[Work instructions] Using the word "tail" as the filter, copy each matching line from the records.

+ + +

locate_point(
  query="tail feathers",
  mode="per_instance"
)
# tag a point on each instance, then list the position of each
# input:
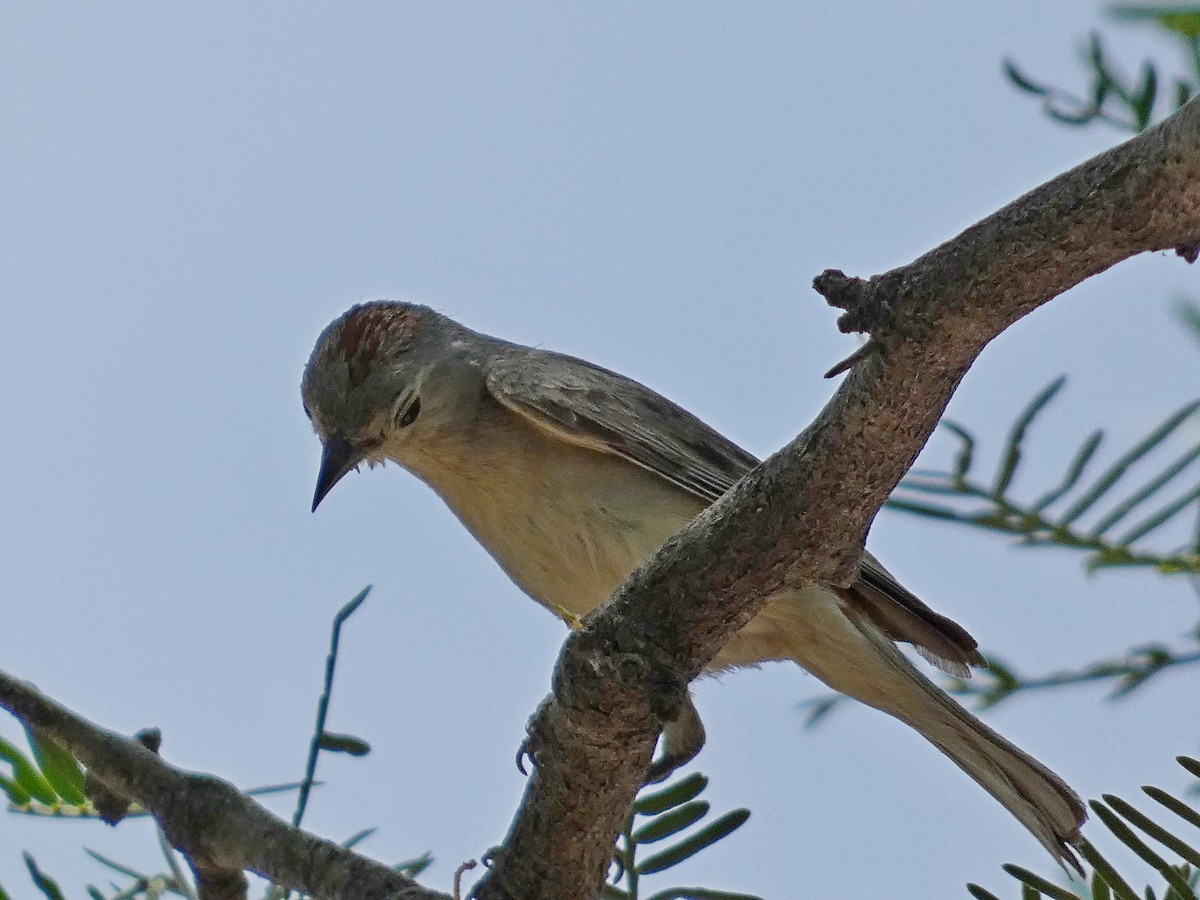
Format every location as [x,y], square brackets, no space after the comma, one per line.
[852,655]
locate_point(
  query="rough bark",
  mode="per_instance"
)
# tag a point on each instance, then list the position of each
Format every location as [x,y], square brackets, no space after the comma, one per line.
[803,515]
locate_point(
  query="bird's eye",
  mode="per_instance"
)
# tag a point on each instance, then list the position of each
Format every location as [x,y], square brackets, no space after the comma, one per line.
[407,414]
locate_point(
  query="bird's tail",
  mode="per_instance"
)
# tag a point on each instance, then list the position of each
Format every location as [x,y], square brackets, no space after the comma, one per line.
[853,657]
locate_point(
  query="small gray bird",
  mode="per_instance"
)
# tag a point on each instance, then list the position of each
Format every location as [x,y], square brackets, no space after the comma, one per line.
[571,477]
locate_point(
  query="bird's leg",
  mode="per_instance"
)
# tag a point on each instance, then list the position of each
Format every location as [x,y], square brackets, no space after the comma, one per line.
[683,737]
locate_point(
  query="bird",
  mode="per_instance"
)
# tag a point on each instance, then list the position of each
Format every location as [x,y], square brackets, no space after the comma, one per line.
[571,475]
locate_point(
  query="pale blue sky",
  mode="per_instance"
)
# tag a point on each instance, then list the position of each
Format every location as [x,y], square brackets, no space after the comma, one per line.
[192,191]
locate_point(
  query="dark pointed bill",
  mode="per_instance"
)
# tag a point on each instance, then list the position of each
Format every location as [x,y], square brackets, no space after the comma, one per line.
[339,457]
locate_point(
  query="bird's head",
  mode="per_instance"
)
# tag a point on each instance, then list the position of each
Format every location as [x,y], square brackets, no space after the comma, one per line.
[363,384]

+ + +

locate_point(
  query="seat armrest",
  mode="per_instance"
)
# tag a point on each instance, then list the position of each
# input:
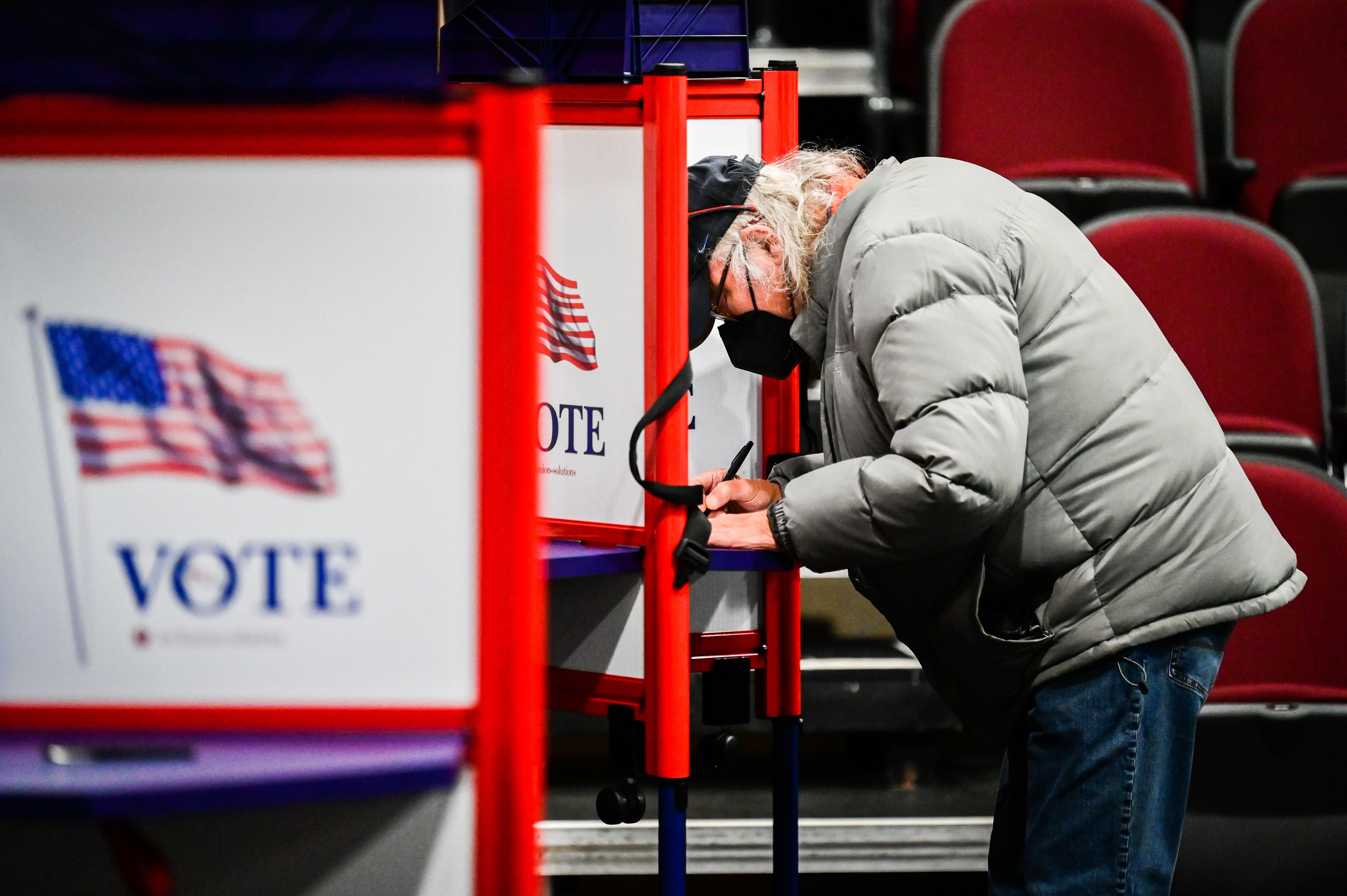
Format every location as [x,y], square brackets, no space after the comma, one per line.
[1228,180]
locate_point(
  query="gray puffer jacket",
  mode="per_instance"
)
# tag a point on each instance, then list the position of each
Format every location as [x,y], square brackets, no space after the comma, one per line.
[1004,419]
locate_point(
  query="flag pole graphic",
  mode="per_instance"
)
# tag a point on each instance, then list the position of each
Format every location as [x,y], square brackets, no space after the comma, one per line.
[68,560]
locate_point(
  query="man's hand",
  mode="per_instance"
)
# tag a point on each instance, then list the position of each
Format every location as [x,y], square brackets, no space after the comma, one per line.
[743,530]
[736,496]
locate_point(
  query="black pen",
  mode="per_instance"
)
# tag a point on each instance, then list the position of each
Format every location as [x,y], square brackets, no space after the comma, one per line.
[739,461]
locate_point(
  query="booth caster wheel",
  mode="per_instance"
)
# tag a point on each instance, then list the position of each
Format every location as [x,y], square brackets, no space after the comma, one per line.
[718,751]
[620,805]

+ + +

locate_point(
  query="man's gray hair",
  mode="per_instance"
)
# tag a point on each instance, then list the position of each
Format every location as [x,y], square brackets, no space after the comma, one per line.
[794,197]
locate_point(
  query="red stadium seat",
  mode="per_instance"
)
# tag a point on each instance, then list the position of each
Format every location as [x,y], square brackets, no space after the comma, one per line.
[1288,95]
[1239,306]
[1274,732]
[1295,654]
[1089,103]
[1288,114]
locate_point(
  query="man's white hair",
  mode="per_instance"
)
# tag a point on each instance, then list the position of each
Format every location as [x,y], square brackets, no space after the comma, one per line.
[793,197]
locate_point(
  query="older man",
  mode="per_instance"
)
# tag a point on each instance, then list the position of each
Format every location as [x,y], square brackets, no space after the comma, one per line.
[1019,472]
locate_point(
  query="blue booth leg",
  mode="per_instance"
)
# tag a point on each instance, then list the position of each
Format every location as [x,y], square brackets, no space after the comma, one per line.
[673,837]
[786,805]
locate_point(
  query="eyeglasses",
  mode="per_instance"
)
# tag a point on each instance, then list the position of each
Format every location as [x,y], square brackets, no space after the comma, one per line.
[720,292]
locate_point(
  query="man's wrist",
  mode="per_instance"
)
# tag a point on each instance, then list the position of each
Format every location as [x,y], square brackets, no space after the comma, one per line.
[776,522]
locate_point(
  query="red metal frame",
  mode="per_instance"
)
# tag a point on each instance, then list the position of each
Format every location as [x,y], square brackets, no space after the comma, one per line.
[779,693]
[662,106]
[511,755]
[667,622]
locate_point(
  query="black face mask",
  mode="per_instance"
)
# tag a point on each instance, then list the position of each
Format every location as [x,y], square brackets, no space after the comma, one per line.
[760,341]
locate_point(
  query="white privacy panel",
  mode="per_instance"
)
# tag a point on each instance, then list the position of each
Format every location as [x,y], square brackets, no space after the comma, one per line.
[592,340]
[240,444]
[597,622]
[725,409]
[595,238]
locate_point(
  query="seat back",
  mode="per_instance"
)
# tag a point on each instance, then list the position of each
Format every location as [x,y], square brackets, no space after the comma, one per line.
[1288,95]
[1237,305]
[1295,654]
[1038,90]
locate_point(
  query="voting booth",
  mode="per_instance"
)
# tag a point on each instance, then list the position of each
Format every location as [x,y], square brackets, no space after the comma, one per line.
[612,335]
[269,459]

+ + +

[Answer space]
  query="tail feathers",
  query="bird's tail",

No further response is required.